*ФРАГМЕНТ ТЕКСТА*.
________________________________________

Не помню, кто сказал, что вся наша речь произошла от детского лепета, как одежда — из фигового листка. Младенческий первоязык голосовых модуляций — это полноправный член семейства животных языков. Вместе с тем это зародыш огромного дерева речи, крона которого уходит в высоту словесных значений, а корни — в глубину выразительности звучания.
Но сначала это только выразительное звучание.
Членораздельность — предметно-обозначающая функция — приходит позже.
Музыкальная сторона речи — древнее; она первична; вся звуковая речь — как бы надстройка над ней.
Звучащая речь — это двойной, вернее, двуединый язык: музыкально-словесный.
«Словесное измерение» речи — это то, что говорится. «Музыкальное измерение» — это то, как.
«Понятие и эмоция, — говорил Луначарский, — это и есть те две стороны звуковой сигнализации, из которых исторически развивается словесная и музыкальная речь… Словесная речь имеет характер преимущественно предметный, конкретно-логический, музыкальная речь — обобщенный и эмоциональный. Но это различие не безусловное…»
И чувство и мысль выражаются в обоих измерениях. В нашей звуковой речи они взаимодействуют, и из сопоставления рождается окончательная оценка. Однако:
Другими словами, на слух больше верят «музыкальному измерению», верят тому, «как», и лишь потому, что древнее «как» берет на себя главную эмоциональную нагрузку. Вот почему легко хорошим чтением скрасить плохие стихи, а для песни годится почти любой набор слов.
Правда, «музыкальное измерение» доходит до нас и через письмо. Читая, мы все-таки слушаем собеседника — воображаемого. Не это ли имела в виду Новелла Матвеева, когда в одной статье своей, говоря о достоинствах литературного произведения, употребила интересное выражение: «звуковая честность»?

________________________________________

(Элементы разметки контуров)

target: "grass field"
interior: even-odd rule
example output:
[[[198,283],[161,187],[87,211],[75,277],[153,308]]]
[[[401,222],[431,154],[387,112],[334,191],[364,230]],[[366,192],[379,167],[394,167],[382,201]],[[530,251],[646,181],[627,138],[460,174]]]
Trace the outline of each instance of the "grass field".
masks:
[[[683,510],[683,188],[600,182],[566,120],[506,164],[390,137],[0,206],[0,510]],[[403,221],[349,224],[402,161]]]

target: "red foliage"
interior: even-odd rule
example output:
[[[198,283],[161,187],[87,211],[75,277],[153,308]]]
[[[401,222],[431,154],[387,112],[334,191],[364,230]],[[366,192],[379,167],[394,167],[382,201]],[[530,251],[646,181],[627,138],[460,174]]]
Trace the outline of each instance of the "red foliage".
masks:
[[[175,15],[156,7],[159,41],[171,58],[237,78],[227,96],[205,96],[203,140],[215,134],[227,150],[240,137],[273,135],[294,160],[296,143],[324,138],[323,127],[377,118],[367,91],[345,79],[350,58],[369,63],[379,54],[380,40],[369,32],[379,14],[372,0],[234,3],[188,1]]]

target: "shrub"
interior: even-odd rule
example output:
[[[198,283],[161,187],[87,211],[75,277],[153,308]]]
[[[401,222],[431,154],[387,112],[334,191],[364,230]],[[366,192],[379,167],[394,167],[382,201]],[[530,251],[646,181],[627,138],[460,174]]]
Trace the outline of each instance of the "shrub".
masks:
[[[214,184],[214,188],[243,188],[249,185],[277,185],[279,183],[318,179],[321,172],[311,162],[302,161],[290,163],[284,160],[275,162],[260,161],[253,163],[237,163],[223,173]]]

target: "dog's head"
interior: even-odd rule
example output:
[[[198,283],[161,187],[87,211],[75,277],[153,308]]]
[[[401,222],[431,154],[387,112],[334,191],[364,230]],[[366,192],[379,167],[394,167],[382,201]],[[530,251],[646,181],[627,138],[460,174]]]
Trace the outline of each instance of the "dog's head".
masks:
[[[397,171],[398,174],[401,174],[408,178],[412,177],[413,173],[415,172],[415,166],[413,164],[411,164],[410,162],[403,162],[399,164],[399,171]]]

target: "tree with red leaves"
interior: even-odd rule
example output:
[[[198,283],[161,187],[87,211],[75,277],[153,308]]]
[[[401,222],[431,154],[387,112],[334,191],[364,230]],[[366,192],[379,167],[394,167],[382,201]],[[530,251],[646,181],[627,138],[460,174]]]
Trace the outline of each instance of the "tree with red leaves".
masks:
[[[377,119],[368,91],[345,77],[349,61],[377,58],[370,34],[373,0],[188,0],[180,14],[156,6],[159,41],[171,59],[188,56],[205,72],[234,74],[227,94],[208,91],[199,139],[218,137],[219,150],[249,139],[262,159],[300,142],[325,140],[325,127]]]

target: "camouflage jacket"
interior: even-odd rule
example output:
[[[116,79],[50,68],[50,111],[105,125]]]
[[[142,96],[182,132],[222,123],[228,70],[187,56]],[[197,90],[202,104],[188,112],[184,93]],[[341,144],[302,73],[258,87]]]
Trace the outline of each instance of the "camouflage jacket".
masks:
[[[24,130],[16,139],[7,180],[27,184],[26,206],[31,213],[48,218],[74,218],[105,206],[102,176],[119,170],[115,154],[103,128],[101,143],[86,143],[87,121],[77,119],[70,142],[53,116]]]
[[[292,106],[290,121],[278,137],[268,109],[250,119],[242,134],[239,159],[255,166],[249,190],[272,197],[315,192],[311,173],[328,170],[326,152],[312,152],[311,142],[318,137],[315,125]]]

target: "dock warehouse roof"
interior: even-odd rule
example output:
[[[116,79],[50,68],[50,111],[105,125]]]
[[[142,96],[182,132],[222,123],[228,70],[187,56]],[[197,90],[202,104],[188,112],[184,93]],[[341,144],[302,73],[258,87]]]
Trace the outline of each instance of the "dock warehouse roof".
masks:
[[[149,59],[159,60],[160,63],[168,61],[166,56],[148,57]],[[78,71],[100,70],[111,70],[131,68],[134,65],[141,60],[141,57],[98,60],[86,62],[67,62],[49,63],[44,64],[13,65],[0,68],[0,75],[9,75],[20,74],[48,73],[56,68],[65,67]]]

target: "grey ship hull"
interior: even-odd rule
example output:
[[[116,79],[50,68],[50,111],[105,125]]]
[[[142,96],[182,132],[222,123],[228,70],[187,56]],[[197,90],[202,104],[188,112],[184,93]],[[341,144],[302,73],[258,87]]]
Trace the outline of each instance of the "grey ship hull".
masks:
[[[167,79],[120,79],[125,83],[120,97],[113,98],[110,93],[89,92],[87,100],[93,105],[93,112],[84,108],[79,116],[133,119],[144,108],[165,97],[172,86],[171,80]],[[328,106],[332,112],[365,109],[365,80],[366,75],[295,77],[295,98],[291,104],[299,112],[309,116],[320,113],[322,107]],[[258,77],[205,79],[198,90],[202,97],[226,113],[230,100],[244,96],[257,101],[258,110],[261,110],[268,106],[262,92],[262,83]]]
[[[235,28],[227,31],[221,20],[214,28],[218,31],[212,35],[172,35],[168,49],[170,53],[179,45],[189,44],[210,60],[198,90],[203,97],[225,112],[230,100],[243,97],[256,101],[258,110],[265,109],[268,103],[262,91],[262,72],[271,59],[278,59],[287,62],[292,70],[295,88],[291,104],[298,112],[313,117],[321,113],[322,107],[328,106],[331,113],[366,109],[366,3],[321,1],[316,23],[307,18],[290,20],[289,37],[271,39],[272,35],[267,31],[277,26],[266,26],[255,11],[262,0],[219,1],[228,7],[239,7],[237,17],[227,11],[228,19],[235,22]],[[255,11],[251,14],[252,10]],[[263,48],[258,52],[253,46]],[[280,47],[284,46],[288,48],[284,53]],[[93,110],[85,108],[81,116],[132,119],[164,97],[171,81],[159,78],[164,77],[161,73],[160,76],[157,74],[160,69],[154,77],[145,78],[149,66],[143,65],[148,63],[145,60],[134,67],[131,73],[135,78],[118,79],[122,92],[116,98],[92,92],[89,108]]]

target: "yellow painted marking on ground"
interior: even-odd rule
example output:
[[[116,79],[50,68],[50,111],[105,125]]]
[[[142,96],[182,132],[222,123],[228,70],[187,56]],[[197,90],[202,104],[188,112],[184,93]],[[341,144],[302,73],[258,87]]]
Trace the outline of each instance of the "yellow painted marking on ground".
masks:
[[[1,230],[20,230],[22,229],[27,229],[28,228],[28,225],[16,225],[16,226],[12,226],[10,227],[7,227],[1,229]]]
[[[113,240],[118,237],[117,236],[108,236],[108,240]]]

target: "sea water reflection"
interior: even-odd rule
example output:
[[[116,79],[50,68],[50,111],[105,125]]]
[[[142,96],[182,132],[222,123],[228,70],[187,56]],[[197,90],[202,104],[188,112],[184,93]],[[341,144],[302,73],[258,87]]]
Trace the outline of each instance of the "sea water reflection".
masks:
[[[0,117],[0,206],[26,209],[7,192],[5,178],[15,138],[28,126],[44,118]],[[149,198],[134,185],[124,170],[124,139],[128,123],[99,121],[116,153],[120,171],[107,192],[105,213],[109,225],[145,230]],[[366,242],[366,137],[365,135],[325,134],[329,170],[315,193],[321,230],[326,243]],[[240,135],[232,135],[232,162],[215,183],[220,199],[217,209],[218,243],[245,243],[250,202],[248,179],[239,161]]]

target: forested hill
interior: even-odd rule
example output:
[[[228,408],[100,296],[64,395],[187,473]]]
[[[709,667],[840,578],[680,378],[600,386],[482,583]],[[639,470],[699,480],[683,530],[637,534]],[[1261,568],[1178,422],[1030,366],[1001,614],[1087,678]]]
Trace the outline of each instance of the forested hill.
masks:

________________________________________

*ЧТО СДЕЛАТЬ*.
1) Что, согласно тексту о музыкальной стороне речи, приходит позже выразительного звучания?
2) Измените фрагмент текста о музыкальной стороне речи, начиная со слов «Не помню, кто» и продолжая до слов «надстройка над ней.», заменив «зародыш» на «росток».
3) Продолжите текст о музыкальной стороне речи с того места, где он заканчивается.
Записи здесь никак не используются.

*ОТВЕТЫ К ЗАДАНИЯМ*.
1) Членораздельность, то есть предметно-обозначающая функция.

2)
Не помню, кто сказал, что вся наша речь произошла от детского лепета, как одежда — из фигового листка. Младенческий первоязык голосовых модуляций — это полноправный член семейства животных языков. Вместе с тем это росток огромного дерева речи, крона которого уходит в высоту словесных значений, а корни — в глубину выразительности звучания.
Но сначала это только выразительное звучание.
Членораздельность — предметно-обозначающая функция — приходит позже.
Музыкальная сторона речи — древнее; она первична; вся звуковая речь — как бы надстройка над ней.

3)
Испытанное средство описания мира внешнего, «словесное измерение» быстро теряет силы, когда дело касается наших внутренних состояний. Трудное и неблагодарное искусство говорить о чувствах — это искусство смягчать фальшь, возникающую из-за косвенного положения слова по отношению к миру эмоций. Слова в этом мире чувствуют себя неуютно, как инородцы, берущиеся не за свое дело. Им надлежит быть и осторожными и изобретательными. Ведь область, в которой мир эмоций еще кое-как доступен бледному и громоздкому словесному выражению, очень скромна по сравнению с громадным пространством несовместимости, где при встрече слов и эмоций происходит что-то вроде аннигиляции антимиров. Самая же сокровенная глубина чувств вообще не допускает к себе слова — оно здесь просто мнимая величина.
Антисловесный мир этот и есть царство «музыкального измерения».
Здесь используется язык, в высшей степени обобщенный — и потому неопределенный — по отношению к миру «что». Но зато это язык в высшей степени точный и определенный по отношению к миру «как».
Возьмем несколько искусственную ситуацию. Впрочем, вполне возможную.
Мы не видим человека, потому что темно. Человеку хорошо. Ему безумно хорошо.
У него есть два способа убедить нас в этом.
Способ первый. Он говорит: «Мне хорошо…»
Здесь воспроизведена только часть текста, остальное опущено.